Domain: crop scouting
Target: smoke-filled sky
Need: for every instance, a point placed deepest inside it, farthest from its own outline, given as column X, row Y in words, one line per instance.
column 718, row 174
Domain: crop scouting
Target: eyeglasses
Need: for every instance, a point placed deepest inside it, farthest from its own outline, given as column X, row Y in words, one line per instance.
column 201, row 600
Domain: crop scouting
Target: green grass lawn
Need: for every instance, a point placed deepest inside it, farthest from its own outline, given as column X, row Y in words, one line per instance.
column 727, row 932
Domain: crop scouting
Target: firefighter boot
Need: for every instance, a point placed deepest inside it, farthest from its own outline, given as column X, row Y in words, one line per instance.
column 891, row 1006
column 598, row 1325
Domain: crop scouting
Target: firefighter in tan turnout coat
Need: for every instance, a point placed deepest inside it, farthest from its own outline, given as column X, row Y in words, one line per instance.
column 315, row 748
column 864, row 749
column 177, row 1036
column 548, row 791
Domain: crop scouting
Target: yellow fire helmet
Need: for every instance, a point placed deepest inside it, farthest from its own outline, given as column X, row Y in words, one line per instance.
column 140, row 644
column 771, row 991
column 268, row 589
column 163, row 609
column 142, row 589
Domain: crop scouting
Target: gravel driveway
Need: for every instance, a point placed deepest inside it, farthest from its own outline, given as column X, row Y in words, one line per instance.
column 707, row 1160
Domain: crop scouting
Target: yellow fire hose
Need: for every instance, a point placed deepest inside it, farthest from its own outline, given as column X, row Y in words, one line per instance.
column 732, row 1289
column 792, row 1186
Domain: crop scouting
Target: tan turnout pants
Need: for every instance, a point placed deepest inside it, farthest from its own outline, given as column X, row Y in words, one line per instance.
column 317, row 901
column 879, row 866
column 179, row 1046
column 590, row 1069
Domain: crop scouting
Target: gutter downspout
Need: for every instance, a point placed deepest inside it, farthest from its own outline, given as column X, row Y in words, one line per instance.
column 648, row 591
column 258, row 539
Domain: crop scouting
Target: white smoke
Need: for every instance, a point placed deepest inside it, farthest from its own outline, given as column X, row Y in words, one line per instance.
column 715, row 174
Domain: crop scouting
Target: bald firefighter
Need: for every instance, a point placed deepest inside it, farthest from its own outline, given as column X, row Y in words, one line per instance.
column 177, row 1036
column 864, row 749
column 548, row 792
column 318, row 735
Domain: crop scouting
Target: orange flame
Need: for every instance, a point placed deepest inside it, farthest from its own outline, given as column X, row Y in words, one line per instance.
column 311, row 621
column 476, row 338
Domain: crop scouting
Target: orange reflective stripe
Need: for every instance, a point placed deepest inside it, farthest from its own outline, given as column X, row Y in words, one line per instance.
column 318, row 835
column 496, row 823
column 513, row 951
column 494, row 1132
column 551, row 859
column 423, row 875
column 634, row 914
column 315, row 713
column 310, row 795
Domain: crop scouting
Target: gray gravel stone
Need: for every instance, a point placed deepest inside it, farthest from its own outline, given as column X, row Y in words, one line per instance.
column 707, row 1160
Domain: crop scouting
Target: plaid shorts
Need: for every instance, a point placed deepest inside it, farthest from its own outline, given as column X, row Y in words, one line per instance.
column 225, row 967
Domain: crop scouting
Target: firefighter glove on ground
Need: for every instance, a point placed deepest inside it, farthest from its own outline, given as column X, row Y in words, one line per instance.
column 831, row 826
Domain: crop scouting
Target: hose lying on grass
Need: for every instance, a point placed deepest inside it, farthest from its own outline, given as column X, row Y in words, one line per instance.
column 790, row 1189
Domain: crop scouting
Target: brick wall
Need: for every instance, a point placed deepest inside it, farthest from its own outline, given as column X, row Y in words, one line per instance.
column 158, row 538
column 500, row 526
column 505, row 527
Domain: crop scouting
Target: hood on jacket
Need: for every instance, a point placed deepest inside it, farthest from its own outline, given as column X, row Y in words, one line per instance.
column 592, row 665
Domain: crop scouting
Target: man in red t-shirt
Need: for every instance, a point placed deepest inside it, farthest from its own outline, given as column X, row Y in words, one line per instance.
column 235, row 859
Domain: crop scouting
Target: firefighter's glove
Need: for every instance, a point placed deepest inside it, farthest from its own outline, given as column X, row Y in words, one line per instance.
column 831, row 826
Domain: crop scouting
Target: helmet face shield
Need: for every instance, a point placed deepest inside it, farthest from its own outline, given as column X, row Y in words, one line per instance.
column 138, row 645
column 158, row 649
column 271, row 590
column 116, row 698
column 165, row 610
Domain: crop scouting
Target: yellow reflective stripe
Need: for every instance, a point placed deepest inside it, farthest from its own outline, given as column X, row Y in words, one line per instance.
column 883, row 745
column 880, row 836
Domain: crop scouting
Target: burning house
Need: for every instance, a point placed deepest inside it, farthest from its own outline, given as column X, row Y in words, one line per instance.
_ _ _
## [Do this]
Please write out the listing above word for word, beginning at its first line and stopping after the line that contains "column 727, row 932".

## [Problem solution]
Domain: crop scouting
Target: smoke-filled sky
Need: for every instance, a point placed deepest inside it, farthest from its own outline, given as column X, row Y in words, one line per instance.
column 718, row 174
Domain: crop scouting
Target: eyeglasses
Need: for every instance, a point placed deepest inside it, farthest from its own outline, given as column X, row Y in words, one line per instance.
column 201, row 600
Domain: crop scouting
Target: green grass lawn
Need: for every instance, a point placed deepest inside it, farthest from its own outline, given as column X, row Y in words, one line per instance.
column 727, row 932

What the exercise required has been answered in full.